--- SUPPLIED RECORDS Enclosed Below ---

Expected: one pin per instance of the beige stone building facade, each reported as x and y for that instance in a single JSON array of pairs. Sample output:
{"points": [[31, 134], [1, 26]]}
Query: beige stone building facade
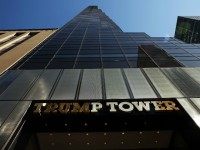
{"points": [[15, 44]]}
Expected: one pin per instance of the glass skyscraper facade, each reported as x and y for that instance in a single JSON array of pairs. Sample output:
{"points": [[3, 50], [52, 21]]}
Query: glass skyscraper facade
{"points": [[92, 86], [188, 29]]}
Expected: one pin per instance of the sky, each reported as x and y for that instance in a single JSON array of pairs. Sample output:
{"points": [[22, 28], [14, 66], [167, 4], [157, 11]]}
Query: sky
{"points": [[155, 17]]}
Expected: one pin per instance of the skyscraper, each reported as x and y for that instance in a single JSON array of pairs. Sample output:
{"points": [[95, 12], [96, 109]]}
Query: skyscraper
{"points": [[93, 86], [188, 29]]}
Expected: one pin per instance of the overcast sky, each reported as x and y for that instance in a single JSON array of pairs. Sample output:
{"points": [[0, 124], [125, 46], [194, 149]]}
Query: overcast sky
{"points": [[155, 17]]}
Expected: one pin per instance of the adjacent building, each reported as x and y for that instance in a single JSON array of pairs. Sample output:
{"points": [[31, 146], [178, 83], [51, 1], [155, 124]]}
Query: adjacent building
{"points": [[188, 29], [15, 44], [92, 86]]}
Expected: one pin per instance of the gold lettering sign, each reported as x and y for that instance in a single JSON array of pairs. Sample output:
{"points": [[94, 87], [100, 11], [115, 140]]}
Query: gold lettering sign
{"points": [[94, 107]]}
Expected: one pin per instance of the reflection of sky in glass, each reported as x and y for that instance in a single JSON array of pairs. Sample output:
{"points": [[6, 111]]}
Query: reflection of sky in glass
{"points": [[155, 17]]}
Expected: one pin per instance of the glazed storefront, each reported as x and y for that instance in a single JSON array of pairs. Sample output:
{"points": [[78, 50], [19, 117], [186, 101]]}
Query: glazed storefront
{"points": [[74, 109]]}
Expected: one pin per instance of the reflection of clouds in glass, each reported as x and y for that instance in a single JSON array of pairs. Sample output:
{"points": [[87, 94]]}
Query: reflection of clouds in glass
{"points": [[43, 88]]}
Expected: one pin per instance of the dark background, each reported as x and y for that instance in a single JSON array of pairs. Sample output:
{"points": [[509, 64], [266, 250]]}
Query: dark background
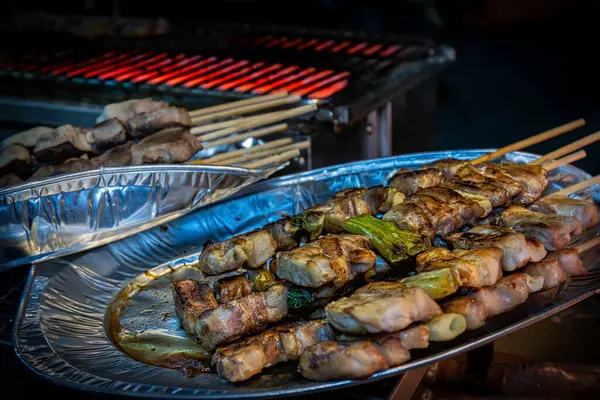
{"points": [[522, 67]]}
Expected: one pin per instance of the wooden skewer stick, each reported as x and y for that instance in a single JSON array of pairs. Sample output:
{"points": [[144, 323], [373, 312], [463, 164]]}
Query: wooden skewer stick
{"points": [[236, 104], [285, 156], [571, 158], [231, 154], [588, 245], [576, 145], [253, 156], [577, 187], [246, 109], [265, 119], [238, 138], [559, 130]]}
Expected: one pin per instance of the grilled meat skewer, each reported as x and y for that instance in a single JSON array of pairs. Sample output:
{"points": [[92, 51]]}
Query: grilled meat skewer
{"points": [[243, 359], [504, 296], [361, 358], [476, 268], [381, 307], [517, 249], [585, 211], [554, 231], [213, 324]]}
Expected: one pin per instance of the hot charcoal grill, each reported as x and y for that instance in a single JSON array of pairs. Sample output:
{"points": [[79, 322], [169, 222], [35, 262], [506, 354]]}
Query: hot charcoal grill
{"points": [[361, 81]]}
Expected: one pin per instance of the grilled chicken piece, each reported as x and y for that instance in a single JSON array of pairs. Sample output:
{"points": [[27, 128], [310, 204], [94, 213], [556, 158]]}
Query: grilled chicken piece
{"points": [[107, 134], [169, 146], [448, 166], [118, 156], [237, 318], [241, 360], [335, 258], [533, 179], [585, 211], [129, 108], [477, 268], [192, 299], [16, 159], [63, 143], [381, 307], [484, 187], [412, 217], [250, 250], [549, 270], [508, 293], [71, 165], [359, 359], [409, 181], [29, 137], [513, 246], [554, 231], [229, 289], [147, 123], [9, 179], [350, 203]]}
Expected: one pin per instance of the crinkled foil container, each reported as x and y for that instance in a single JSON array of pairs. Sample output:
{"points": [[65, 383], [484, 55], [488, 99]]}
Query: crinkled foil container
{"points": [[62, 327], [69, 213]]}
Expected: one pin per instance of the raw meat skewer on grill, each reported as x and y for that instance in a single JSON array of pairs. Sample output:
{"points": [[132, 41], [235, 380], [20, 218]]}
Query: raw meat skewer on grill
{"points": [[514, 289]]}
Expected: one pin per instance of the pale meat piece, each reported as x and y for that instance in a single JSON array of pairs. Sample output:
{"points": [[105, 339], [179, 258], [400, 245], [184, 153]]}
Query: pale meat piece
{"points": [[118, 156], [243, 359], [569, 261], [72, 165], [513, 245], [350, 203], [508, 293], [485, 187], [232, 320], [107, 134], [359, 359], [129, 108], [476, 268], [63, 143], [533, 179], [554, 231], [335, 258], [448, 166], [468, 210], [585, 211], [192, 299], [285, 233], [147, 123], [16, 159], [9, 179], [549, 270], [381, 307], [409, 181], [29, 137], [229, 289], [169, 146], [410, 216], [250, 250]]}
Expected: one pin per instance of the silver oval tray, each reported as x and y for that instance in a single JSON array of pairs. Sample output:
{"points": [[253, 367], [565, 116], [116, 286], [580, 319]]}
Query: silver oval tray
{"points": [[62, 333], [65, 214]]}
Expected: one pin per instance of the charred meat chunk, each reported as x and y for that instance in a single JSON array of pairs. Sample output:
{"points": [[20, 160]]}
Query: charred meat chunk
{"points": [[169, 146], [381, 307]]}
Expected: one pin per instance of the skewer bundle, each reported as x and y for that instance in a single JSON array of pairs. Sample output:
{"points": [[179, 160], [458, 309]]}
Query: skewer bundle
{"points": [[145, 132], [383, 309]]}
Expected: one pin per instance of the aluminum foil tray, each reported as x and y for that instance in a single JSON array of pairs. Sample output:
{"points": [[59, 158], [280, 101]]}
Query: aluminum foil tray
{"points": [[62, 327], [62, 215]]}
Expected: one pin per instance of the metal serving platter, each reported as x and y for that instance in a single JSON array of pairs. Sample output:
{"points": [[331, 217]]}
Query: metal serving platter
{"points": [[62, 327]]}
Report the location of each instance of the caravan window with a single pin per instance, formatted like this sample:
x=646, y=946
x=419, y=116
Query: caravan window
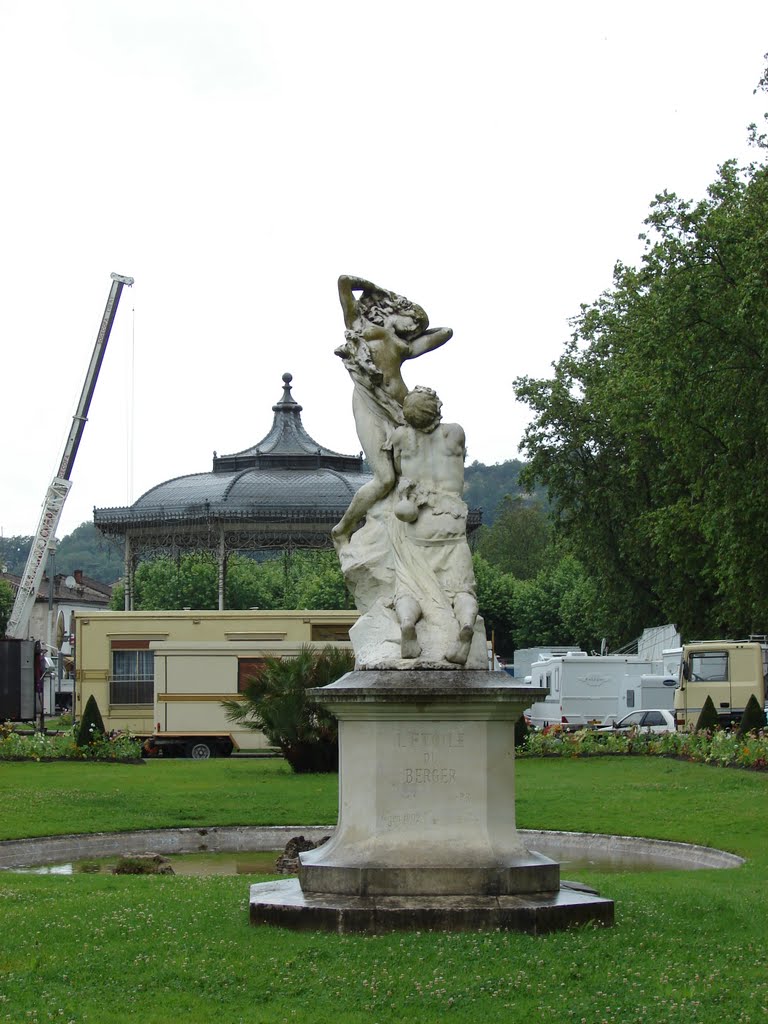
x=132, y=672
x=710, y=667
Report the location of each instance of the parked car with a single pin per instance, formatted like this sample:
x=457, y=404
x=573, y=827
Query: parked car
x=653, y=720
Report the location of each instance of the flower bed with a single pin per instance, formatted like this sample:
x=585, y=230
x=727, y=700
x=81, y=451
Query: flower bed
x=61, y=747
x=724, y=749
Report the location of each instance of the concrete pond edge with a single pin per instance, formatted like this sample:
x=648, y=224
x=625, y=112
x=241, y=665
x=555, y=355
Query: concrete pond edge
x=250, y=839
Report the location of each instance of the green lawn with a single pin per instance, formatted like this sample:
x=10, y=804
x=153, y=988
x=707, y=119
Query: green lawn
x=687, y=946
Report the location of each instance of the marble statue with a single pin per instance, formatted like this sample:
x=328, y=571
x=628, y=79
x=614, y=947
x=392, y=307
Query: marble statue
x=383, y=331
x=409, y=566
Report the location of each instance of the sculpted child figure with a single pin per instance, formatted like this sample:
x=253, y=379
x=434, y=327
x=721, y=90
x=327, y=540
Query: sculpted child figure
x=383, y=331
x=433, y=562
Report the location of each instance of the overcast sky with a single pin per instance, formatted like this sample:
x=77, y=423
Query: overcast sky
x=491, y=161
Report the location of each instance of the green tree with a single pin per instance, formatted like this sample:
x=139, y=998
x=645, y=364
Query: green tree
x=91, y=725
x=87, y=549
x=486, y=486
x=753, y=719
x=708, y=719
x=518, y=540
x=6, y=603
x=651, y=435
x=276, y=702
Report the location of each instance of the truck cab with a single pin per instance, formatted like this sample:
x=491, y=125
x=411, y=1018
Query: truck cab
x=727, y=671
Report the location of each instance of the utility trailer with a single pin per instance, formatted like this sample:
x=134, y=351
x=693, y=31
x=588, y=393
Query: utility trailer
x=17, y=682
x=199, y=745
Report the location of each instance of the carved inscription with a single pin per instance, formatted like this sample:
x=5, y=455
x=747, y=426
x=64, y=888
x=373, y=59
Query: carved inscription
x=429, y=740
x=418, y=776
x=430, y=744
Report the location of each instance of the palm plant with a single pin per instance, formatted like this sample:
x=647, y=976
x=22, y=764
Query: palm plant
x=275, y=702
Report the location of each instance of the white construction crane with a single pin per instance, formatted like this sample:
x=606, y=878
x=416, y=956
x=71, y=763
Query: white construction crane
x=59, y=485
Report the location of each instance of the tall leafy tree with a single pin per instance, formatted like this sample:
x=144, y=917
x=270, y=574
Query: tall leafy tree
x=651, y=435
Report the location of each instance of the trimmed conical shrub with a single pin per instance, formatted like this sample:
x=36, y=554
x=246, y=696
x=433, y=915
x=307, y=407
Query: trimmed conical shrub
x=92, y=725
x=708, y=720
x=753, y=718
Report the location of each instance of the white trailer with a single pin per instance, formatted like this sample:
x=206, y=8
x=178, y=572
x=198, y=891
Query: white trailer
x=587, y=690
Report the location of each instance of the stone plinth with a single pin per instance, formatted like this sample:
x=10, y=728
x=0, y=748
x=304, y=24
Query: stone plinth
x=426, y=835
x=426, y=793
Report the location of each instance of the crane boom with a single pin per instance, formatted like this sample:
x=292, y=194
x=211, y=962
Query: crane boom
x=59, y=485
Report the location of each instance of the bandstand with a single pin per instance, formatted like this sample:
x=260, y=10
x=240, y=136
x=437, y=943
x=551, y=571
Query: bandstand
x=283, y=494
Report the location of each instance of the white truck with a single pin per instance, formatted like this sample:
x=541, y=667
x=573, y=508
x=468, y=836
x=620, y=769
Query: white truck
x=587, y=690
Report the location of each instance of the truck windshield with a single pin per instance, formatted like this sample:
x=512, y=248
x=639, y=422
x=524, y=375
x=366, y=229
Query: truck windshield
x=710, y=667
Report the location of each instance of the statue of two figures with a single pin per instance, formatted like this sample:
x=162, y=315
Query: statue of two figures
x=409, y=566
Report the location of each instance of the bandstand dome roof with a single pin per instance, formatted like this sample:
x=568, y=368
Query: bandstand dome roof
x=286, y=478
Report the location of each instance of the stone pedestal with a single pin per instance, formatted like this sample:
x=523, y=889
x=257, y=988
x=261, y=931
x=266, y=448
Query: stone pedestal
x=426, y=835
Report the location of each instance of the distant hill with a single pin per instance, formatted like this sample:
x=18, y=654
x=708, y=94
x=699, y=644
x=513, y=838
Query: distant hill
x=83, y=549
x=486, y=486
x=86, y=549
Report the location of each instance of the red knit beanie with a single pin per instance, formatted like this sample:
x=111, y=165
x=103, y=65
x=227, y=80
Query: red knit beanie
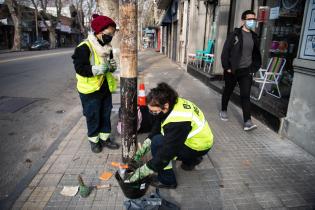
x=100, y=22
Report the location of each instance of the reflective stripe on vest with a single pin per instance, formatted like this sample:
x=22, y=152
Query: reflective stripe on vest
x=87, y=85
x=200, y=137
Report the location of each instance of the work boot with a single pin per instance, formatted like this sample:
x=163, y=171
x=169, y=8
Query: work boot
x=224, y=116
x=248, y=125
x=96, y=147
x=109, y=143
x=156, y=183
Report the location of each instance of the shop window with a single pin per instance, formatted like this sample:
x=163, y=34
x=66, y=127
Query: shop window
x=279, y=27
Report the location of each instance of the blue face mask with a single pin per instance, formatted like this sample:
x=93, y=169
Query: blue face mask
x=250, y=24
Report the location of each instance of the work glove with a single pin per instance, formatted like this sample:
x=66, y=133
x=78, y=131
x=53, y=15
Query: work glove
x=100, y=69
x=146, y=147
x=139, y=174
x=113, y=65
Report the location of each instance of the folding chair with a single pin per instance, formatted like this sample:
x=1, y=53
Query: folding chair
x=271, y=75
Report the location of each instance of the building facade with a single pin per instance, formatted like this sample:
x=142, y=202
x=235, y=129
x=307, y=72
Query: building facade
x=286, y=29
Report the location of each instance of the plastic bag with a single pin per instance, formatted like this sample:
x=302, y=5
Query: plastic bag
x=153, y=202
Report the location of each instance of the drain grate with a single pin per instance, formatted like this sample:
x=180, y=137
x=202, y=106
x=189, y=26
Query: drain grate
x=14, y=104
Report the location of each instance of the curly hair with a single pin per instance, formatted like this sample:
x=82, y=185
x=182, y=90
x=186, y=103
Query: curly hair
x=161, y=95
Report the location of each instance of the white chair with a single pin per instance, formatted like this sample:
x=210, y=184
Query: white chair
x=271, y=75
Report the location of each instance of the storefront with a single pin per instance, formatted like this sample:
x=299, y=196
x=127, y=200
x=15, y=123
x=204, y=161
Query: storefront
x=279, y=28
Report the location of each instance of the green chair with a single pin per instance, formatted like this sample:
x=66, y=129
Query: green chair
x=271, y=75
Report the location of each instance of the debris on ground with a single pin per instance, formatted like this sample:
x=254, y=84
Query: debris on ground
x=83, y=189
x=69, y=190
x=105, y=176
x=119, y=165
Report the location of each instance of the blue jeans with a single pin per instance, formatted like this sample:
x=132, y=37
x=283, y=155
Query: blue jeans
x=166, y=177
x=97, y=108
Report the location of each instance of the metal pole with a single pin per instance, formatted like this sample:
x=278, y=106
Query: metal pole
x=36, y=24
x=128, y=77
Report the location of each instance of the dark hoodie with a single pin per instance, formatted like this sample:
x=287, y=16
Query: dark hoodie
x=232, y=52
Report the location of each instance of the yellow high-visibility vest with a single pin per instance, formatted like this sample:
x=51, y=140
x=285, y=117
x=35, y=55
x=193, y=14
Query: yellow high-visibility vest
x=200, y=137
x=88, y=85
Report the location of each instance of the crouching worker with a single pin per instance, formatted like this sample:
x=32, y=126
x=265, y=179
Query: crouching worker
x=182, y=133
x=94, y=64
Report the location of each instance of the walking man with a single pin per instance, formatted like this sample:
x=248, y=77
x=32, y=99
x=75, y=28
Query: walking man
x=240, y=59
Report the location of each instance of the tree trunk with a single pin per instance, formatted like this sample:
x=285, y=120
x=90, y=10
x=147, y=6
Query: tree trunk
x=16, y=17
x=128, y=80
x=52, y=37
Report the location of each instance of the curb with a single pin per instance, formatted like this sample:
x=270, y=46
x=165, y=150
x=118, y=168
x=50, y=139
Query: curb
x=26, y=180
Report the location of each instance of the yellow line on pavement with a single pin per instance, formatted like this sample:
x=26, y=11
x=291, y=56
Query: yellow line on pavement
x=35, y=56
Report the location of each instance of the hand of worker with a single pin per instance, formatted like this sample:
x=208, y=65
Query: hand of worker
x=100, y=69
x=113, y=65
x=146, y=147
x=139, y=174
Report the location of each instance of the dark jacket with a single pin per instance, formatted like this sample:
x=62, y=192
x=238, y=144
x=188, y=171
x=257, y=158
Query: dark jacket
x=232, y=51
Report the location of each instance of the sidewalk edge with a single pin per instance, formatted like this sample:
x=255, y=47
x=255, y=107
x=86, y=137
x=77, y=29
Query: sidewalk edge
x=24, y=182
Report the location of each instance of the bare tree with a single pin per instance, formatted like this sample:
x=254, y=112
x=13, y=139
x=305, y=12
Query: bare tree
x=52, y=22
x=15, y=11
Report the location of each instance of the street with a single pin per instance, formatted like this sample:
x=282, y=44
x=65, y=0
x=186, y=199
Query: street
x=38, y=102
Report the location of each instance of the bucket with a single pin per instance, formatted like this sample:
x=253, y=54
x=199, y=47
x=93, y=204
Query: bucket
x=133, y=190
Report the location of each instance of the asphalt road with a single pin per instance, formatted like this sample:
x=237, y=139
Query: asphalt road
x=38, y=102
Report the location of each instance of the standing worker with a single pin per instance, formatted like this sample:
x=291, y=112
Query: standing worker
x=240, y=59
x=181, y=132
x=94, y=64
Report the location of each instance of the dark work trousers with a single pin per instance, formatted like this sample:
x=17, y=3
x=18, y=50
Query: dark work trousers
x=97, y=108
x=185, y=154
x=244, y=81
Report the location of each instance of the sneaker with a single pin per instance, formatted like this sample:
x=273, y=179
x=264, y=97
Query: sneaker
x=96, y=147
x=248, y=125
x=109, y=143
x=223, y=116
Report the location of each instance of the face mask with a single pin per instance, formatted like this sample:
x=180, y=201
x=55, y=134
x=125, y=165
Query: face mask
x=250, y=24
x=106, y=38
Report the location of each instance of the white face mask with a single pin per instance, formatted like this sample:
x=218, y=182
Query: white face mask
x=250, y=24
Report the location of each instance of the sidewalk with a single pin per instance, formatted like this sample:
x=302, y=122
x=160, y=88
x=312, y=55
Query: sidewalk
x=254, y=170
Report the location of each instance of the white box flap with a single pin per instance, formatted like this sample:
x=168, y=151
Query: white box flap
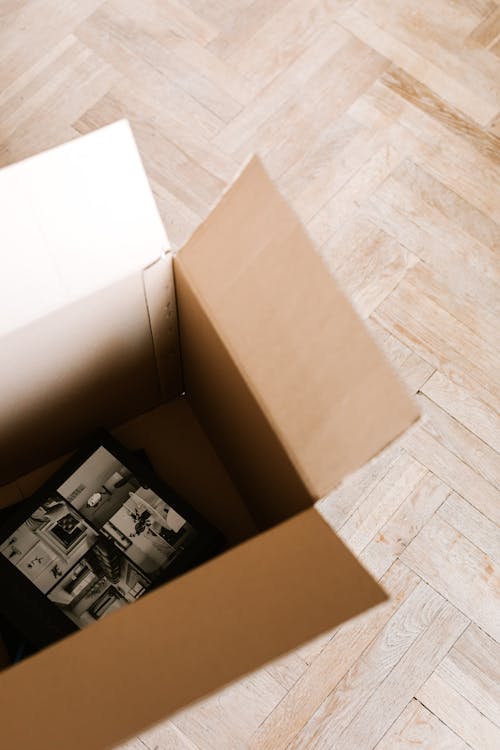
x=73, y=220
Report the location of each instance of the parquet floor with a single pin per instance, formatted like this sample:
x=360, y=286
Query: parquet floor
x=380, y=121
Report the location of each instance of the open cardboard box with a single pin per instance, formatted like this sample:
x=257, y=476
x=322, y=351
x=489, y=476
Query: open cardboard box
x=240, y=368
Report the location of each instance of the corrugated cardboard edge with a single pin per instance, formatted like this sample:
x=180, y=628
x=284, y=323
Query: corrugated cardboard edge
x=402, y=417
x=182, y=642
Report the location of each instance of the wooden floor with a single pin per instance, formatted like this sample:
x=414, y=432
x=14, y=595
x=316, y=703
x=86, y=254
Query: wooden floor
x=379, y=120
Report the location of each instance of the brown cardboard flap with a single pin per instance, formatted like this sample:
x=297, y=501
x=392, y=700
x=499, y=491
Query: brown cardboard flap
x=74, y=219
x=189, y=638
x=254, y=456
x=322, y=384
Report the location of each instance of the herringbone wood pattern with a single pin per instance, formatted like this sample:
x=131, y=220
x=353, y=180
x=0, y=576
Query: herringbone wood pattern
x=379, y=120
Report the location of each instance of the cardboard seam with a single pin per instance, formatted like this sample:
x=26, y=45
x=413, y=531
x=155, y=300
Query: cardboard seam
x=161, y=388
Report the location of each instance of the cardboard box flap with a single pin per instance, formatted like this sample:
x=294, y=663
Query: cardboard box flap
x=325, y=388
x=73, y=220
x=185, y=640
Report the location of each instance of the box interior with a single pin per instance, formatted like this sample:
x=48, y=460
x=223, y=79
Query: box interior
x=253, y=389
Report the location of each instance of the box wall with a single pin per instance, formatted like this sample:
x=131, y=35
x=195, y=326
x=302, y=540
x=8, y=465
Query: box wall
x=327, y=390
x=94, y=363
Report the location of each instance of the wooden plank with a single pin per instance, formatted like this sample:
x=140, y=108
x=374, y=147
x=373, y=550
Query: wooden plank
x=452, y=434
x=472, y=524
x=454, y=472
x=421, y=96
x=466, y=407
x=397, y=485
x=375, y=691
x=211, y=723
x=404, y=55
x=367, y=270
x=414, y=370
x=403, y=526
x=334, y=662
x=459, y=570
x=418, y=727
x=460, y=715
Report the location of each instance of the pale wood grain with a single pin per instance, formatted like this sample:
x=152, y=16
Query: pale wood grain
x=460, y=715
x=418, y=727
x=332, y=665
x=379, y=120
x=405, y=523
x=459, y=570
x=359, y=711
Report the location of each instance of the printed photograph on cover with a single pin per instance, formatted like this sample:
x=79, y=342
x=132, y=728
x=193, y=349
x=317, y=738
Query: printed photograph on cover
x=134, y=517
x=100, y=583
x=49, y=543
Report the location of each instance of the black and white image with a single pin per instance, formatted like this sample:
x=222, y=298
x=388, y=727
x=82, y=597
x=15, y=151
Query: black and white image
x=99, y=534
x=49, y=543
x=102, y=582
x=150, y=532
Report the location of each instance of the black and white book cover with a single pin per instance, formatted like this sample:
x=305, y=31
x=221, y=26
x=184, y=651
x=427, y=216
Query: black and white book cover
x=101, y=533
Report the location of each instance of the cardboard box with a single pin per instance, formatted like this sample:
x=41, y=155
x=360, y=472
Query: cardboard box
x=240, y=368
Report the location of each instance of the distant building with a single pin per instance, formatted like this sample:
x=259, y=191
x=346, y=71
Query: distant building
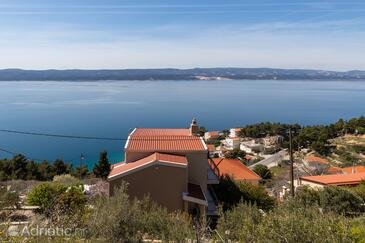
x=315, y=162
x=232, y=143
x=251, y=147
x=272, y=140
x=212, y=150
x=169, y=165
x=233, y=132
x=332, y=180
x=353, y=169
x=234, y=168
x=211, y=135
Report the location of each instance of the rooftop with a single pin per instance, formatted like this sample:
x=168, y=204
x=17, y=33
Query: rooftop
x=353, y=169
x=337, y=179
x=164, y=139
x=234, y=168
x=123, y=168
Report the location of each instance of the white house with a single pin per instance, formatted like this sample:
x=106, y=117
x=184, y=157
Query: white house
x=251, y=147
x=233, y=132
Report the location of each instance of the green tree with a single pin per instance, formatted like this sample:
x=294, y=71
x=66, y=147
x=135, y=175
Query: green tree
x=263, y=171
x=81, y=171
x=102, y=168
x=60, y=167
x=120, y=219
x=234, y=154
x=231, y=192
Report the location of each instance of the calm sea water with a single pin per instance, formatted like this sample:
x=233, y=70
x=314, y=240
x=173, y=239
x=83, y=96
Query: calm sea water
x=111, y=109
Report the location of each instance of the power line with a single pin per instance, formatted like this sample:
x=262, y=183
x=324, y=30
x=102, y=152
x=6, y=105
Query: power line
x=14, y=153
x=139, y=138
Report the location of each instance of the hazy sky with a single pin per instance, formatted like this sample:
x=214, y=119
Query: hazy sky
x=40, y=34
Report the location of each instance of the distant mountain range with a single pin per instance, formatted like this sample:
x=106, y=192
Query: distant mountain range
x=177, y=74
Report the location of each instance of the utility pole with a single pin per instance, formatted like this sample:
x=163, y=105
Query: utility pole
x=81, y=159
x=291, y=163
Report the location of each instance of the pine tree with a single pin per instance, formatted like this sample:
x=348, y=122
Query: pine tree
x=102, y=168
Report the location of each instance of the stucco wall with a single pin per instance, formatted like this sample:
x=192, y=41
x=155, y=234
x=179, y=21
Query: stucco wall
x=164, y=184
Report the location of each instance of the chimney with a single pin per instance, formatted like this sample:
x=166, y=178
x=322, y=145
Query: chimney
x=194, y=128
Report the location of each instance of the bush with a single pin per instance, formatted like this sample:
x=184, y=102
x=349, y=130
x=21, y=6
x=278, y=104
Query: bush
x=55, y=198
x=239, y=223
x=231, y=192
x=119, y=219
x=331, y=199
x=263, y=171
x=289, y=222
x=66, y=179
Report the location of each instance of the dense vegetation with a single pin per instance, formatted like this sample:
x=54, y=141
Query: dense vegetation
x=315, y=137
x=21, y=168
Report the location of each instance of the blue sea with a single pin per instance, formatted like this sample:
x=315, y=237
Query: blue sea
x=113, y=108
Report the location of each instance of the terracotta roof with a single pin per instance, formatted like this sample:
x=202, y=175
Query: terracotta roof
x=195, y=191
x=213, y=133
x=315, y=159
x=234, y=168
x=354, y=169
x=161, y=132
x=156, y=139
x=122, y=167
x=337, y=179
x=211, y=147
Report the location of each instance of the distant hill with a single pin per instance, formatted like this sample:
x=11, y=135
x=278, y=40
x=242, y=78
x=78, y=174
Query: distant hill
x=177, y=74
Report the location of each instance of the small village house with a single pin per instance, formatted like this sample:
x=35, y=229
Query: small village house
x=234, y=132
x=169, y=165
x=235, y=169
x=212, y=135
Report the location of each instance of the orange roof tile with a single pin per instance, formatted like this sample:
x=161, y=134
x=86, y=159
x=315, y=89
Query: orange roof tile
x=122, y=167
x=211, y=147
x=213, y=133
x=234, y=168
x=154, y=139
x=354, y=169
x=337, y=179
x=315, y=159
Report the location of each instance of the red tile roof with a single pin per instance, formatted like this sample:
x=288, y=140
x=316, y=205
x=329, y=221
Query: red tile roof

--- End of Enclosed SUPPLIED RECORDS ---

#### [TASK]
Above are the records. Copy the lines beginning at the one that has "x=64, y=888" and ending with the one that has "x=551, y=571", unchanged.

#### [ANSWER BOX]
x=64, y=888
x=373, y=59
Query: carved inscription
x=429, y=740
x=418, y=776
x=430, y=744
Report the location of each instance of the palm plant with a single pin per instance, formatted like this sample:
x=647, y=976
x=22, y=764
Query: palm plant
x=275, y=702
Report the location of each instance of the white construction crane with a single pin per instance, formatted like this sample:
x=606, y=878
x=416, y=956
x=71, y=763
Query: white construction crane
x=59, y=485
Report the location of each instance of the tall leafy tree with a single pin per instance, formatted like this sample:
x=144, y=917
x=270, y=574
Query: tall leafy tree
x=651, y=435
Report the location of each instance of the trimmed conical shrub with a single pin per instance, formatted like this sample:
x=36, y=554
x=246, y=696
x=433, y=915
x=307, y=407
Query: trimmed conical shrub
x=92, y=725
x=708, y=720
x=753, y=718
Report the location of each instance of the white trailer with a single pin per instance, formatted like this sample:
x=206, y=8
x=178, y=572
x=198, y=891
Query: white trailer
x=587, y=690
Report the location of each instance of the stone plinth with a single pin per instance, formatted like this sample:
x=10, y=728
x=0, y=748
x=304, y=24
Query: stone plinth
x=426, y=835
x=426, y=793
Report the location of each instance of the crane boom with a single pin per instance, formatted like this sample:
x=292, y=194
x=211, y=962
Query: crane boom
x=59, y=485
Report the location of each instance of the bandstand with a single pin per instance, formatted like this sample:
x=260, y=10
x=240, y=136
x=437, y=943
x=551, y=571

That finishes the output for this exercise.